— Material for the task —

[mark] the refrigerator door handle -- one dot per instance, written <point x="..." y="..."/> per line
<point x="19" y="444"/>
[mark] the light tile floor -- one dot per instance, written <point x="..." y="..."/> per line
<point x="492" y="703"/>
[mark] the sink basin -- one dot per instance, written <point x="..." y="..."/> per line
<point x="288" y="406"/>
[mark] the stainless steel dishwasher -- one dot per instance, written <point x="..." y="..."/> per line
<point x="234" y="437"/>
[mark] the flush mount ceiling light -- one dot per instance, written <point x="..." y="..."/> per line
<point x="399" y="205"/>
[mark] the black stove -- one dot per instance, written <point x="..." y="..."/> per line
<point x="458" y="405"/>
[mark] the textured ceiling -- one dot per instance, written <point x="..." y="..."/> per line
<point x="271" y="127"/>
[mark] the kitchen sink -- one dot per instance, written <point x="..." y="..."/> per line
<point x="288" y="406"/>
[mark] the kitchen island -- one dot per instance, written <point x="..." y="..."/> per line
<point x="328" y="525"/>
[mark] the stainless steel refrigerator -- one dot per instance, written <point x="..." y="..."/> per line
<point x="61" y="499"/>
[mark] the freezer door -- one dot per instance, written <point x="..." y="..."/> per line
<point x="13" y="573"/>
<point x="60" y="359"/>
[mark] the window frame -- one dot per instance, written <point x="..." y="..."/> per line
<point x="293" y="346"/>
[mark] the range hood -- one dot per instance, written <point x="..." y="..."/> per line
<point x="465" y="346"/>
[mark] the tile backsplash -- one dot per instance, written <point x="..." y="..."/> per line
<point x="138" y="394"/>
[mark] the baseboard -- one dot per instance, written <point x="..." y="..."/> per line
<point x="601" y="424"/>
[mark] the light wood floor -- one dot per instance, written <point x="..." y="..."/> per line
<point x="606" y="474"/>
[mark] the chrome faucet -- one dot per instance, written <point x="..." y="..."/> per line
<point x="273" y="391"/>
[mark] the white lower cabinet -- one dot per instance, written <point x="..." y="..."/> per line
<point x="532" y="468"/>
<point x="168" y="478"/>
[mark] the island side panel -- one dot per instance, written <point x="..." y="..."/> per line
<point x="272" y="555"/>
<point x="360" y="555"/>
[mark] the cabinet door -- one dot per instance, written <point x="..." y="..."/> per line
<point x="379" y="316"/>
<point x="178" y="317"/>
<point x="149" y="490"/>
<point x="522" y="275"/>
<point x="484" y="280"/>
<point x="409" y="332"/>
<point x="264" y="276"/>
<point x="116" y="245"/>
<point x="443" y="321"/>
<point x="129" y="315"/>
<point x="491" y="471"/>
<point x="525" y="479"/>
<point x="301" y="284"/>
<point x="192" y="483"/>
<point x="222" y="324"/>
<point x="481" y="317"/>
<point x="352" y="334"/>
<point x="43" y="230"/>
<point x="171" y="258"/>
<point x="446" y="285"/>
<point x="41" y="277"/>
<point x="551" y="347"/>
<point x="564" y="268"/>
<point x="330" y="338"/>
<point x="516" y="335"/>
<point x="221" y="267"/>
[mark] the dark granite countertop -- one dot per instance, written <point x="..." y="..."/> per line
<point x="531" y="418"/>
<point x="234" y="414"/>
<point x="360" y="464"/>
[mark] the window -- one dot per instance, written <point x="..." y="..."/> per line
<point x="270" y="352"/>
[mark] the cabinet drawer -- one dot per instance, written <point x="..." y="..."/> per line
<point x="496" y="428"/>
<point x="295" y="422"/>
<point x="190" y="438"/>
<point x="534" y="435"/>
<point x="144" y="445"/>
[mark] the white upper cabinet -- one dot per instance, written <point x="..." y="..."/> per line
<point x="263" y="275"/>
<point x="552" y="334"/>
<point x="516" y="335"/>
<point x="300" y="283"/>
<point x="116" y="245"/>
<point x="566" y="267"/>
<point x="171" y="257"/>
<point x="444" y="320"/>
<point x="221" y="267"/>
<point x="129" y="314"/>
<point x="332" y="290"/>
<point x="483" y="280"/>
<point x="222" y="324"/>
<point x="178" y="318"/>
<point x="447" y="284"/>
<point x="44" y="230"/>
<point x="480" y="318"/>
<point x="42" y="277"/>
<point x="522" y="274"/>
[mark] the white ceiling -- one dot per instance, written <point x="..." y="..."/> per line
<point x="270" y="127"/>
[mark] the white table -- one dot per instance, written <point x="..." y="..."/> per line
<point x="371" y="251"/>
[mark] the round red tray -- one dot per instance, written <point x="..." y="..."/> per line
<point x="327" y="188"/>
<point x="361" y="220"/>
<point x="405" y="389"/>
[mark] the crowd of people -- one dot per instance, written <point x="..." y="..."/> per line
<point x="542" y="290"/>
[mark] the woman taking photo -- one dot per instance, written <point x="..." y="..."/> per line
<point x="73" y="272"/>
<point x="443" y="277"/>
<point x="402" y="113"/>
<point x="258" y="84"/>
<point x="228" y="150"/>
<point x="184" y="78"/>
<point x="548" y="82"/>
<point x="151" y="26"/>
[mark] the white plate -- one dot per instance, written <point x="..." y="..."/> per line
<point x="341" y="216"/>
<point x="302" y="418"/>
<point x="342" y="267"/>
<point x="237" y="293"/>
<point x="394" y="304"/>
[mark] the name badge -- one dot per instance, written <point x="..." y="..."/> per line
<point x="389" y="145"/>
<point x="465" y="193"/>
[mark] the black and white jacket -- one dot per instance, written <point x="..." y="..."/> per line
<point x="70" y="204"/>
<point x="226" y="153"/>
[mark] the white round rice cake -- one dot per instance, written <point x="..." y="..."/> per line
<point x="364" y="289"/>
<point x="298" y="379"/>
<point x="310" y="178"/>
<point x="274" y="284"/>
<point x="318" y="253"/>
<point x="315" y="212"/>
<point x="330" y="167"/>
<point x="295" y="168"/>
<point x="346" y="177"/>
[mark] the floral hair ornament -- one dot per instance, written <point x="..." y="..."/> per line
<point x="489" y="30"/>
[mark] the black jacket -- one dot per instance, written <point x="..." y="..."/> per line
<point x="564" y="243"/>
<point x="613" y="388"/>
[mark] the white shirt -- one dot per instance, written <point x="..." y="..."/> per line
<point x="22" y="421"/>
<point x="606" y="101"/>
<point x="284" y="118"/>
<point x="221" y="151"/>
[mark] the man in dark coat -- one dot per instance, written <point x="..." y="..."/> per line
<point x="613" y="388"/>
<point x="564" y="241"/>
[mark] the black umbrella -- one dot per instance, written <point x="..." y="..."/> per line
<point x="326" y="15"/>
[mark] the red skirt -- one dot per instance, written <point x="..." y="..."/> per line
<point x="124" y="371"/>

— Instructions to follow —
Repeat, with no changes, each line from the one with "[mark] the floral" to the end of the listing, including both ends and nothing else.

— Response below —
[mark] the floral hair ornament -- one dot per instance, written <point x="..." y="..."/> per line
<point x="489" y="30"/>
[mark] the black jacket -- one dot per instance, written <point x="..." y="..."/> per line
<point x="564" y="243"/>
<point x="613" y="388"/>
[mark] the white shirt -- one dot per instance, written <point x="..." y="..."/> per line
<point x="22" y="421"/>
<point x="606" y="101"/>
<point x="284" y="118"/>
<point x="221" y="151"/>
[mark] the man in dark coat -- one dot per instance, written <point x="..." y="..."/> per line
<point x="613" y="388"/>
<point x="564" y="241"/>
[mark] the black umbrella -- one dot per instance, written <point x="..." y="..."/> per line
<point x="326" y="15"/>
[mark] the red skirt -- one dot per instance, written <point x="..." y="..."/> per line
<point x="124" y="371"/>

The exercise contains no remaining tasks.